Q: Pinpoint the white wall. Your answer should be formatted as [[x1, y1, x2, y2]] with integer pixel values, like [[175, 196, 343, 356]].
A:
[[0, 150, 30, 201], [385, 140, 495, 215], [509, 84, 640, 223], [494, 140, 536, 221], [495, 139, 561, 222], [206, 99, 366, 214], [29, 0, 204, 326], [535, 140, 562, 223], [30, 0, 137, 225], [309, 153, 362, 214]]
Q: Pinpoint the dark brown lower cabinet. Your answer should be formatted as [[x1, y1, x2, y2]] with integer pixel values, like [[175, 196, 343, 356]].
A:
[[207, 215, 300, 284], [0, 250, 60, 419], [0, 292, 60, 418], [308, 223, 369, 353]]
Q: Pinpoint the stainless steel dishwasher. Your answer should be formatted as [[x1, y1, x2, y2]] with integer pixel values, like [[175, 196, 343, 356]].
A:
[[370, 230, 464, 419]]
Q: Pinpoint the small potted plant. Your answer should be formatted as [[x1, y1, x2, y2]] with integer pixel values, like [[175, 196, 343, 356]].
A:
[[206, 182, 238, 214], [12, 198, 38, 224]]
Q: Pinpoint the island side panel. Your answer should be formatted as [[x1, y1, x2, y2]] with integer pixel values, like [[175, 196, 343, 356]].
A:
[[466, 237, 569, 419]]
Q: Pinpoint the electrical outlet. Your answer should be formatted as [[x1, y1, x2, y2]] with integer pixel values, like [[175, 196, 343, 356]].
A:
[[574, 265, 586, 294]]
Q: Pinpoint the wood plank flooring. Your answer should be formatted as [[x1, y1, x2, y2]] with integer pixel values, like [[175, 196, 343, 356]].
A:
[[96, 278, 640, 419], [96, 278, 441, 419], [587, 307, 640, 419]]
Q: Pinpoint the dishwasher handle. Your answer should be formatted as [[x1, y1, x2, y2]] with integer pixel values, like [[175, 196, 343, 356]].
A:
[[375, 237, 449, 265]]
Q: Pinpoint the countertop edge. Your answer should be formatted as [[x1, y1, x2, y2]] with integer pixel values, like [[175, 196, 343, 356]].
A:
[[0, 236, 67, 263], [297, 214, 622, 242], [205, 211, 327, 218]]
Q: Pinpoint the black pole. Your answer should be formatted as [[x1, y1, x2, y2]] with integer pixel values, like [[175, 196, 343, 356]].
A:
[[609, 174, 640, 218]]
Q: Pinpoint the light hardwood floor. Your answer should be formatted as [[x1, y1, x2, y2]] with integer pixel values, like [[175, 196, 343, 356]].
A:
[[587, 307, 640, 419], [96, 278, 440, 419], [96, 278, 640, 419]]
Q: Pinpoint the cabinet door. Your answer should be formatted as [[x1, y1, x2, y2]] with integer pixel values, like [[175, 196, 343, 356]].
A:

→ **Your goal**:
Render each line of the material above as a Markdown table with the columns Row and Line, numbering the rows in order and omitting any blank lines.

→ **Exercise output**:
| Row | Line |
|---|---|
| 1 | Q: Pinpoint the white wall. Your answer should be formatted as [[x1, y1, x2, y2]] with integer pixel values, like [[175, 196, 343, 356]]. |
| 2 | A: |
| 3 | [[0, 150, 30, 201], [385, 140, 495, 215], [509, 84, 640, 223], [494, 140, 536, 221], [495, 139, 561, 222], [206, 99, 366, 214], [29, 0, 204, 326], [535, 140, 562, 223], [30, 0, 137, 225], [309, 153, 362, 214]] |
| 4 | Q: Pinpoint the dark brown lower cabinet. Your answer should be formatted as [[x1, y1, x2, y2]] with integer pixel values, like [[175, 196, 343, 356]]. |
| 5 | A: |
| 6 | [[207, 215, 300, 284], [0, 250, 60, 419], [0, 292, 60, 418], [308, 223, 369, 353]] |
| 7 | Q: Pinpoint the stainless steel dishwasher. Your answer should be formatted as [[x1, y1, x2, y2]] with integer pixel values, like [[175, 196, 343, 356]]. |
| 8 | A: |
| 9 | [[370, 230, 464, 419]] |
| 10 | Q: Pinpoint the small potted plant. Your answer should be formatted as [[x1, y1, x2, y2]] with integer pixel values, like [[175, 196, 343, 356]]. |
| 11 | A: |
| 12 | [[206, 182, 238, 214], [12, 198, 38, 224]] |
| 13 | Q: Pinpoint the island side panel. Your answer should be formatted as [[x1, y1, x2, y2]] with integer pixel values, like [[175, 196, 343, 356]]. |
| 14 | A: |
| 15 | [[466, 237, 569, 419]] |
| 16 | Q: Pinpoint the electrical outlet. Your answer should be formatted as [[x1, y1, x2, y2]] with integer pixel values, like [[175, 196, 343, 356]]. |
| 17 | A: |
| 18 | [[574, 265, 586, 294]] |
| 19 | Q: Pinpoint the wood plank flooring. Your answer should be formatted as [[x1, y1, x2, y2]] with integer pixel values, like [[175, 196, 343, 356]]. |
| 20 | A: |
| 21 | [[96, 278, 640, 419], [96, 278, 441, 419], [587, 307, 640, 419]] |
| 22 | Q: Pinpoint the dishwasher handle. Your answer should be formatted as [[x1, y1, x2, y2]] with integer pixel values, like [[175, 196, 343, 356]]. |
| 23 | A: |
| 24 | [[375, 237, 449, 265]] |
| 25 | Q: Pinpoint the countertop edge. Your answer should be formatted as [[x1, y1, x2, y2]] with integer pixel values, like [[175, 196, 343, 356]]. |
| 26 | A: |
| 27 | [[0, 236, 67, 263], [297, 214, 622, 242], [205, 211, 327, 218]] |
| 28 | Q: Pinpoint the black pole. Your answer should be formatted as [[x1, y1, x2, y2]] with integer pixel values, like [[175, 196, 343, 356]]. |
| 29 | A: |
| 30 | [[609, 174, 640, 218]] |
| 31 | Q: Pinpoint the light hardwood floor. Your answer should be formatted as [[x1, y1, x2, y2]] with integer pixel values, like [[175, 196, 343, 356]]. |
| 32 | A: |
| 33 | [[587, 307, 640, 419], [96, 278, 440, 419], [96, 278, 640, 419]] |
| 34 | Q: Pinpoint the cabinet door. Your answer should be formatted as [[x1, y1, x2, y2]] with integer pixel values, like [[175, 196, 343, 356]]. |
| 35 | A: |